REQUIRED TASK: Copy out, without any changes, every line from the one containing "[spot] the utility" through the end of the records.

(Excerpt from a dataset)
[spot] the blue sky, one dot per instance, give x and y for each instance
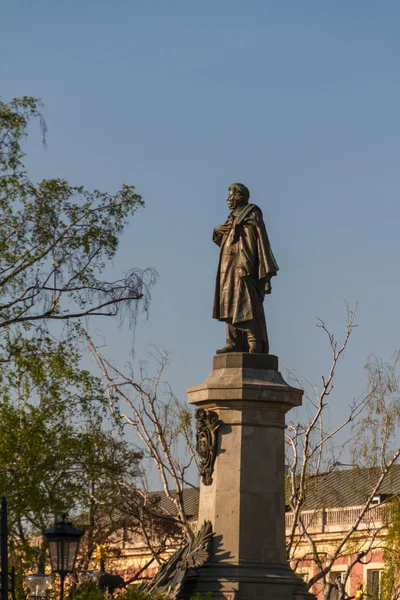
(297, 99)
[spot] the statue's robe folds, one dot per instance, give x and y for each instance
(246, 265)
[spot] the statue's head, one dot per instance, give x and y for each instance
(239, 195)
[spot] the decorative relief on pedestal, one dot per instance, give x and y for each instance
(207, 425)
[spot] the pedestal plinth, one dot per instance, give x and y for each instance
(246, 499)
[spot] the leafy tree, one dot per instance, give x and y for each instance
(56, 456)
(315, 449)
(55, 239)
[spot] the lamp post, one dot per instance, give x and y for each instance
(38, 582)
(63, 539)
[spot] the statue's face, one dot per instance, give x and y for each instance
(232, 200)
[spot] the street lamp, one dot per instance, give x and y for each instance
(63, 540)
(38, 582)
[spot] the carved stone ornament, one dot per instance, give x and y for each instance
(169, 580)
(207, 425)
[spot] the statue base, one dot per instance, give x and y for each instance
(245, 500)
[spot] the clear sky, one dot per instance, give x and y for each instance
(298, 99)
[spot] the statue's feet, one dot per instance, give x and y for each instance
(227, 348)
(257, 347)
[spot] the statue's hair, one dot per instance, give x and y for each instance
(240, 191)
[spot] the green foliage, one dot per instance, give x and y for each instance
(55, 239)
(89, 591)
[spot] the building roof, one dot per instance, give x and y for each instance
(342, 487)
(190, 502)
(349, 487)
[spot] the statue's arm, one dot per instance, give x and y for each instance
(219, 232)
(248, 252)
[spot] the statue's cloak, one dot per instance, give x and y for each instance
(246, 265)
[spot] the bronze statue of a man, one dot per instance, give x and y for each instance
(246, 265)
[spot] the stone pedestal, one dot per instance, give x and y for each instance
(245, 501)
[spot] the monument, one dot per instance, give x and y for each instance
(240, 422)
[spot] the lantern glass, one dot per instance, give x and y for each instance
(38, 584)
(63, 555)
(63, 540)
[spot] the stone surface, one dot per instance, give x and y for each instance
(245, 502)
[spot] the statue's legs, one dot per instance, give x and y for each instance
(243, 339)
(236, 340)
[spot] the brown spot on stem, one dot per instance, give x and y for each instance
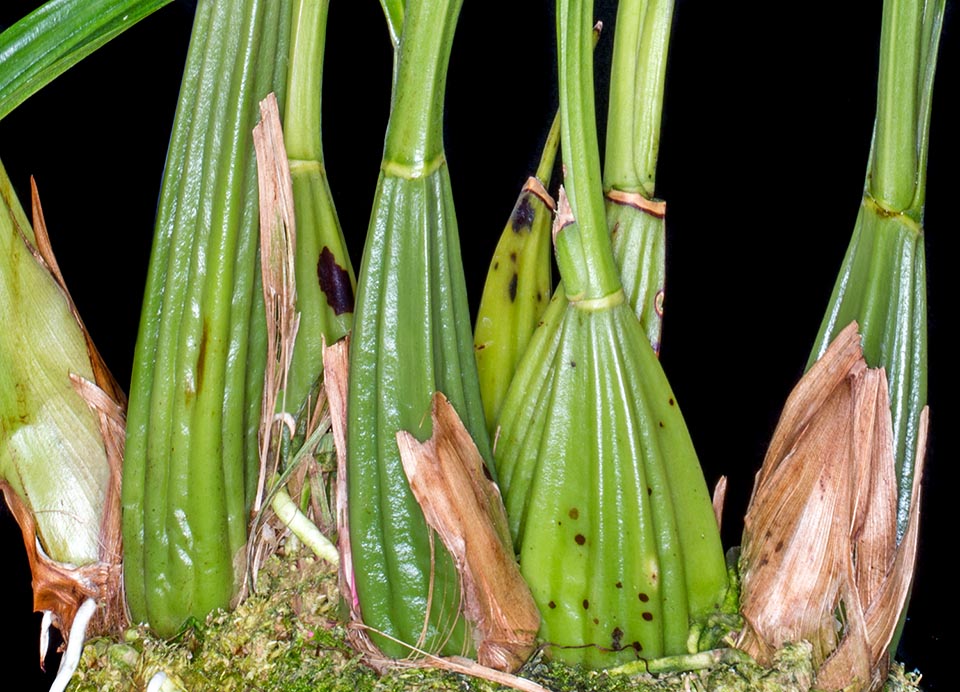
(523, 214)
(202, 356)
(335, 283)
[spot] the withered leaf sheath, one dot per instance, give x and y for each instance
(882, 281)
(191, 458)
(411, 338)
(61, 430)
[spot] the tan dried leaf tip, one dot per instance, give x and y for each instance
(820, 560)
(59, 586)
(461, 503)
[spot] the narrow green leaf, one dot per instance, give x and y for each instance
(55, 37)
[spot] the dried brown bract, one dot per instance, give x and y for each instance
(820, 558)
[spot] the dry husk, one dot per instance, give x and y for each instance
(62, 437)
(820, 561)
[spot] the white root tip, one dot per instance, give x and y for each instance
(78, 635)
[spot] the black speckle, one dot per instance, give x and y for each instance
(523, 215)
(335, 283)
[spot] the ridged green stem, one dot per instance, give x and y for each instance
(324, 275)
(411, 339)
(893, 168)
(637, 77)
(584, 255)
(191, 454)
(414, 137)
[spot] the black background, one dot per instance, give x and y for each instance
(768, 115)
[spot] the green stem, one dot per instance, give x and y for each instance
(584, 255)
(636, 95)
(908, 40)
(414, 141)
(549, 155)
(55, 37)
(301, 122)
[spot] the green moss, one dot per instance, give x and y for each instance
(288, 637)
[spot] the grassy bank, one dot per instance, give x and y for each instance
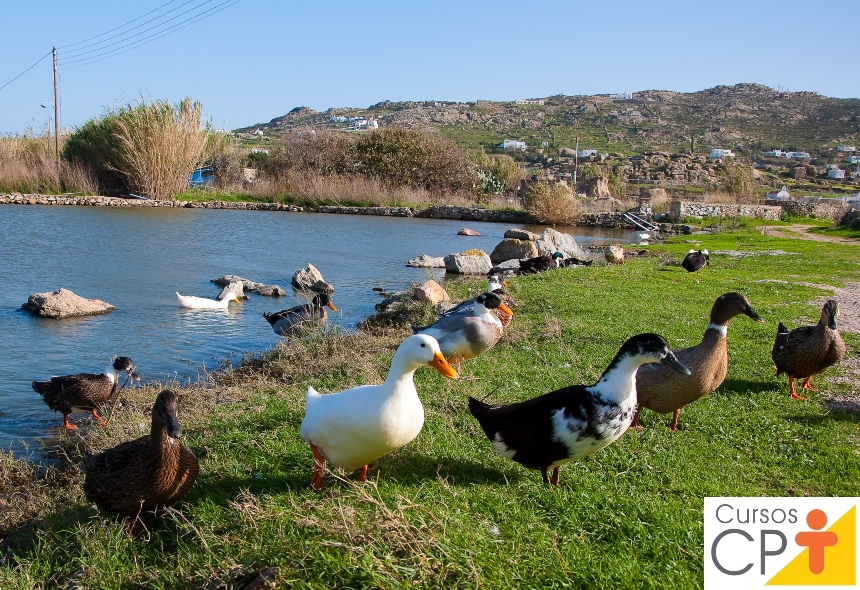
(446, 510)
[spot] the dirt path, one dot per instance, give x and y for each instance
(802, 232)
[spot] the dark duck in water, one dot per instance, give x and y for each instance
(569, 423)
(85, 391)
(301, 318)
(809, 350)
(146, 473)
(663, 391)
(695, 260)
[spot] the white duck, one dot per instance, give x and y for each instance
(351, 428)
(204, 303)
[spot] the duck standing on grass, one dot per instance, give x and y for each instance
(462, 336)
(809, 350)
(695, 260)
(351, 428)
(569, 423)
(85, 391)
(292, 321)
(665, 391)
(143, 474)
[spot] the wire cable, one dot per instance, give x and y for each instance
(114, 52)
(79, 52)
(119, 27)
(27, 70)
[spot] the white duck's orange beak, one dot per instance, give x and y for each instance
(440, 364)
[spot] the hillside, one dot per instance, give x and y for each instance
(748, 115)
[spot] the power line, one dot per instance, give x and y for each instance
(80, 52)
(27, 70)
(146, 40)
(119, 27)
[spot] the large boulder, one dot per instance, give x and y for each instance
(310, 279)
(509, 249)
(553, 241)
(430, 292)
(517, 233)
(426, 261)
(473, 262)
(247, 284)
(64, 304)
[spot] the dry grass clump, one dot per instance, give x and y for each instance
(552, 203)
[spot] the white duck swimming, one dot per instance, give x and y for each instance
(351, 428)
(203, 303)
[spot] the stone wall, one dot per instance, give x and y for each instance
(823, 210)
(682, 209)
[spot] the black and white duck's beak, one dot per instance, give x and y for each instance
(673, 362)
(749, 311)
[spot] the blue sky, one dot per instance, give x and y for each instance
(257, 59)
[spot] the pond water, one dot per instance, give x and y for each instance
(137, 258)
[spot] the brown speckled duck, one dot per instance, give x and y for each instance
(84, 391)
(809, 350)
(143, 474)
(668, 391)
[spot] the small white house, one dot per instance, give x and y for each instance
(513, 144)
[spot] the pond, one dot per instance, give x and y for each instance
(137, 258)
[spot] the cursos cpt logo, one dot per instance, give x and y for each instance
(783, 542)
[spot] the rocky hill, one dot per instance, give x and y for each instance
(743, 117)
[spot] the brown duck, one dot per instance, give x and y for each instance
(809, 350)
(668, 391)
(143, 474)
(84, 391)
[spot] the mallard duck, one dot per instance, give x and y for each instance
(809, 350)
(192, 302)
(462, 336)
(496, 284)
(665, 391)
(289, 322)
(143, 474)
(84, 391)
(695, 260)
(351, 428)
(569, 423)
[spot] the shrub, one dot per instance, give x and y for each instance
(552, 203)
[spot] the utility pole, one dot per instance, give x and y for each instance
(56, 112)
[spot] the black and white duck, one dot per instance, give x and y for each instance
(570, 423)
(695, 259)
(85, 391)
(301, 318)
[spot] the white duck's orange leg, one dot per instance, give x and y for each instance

SOLVED EXERCISE:
[spot] the utility pole, one dot per instance, give x and y for each instance
(56, 112)
[spot] the black and white duck, one dot per instance, give x and y for each instance
(570, 423)
(695, 259)
(85, 391)
(301, 318)
[spot] the white duck's orange leg, one dot per instance, give x and y for each instance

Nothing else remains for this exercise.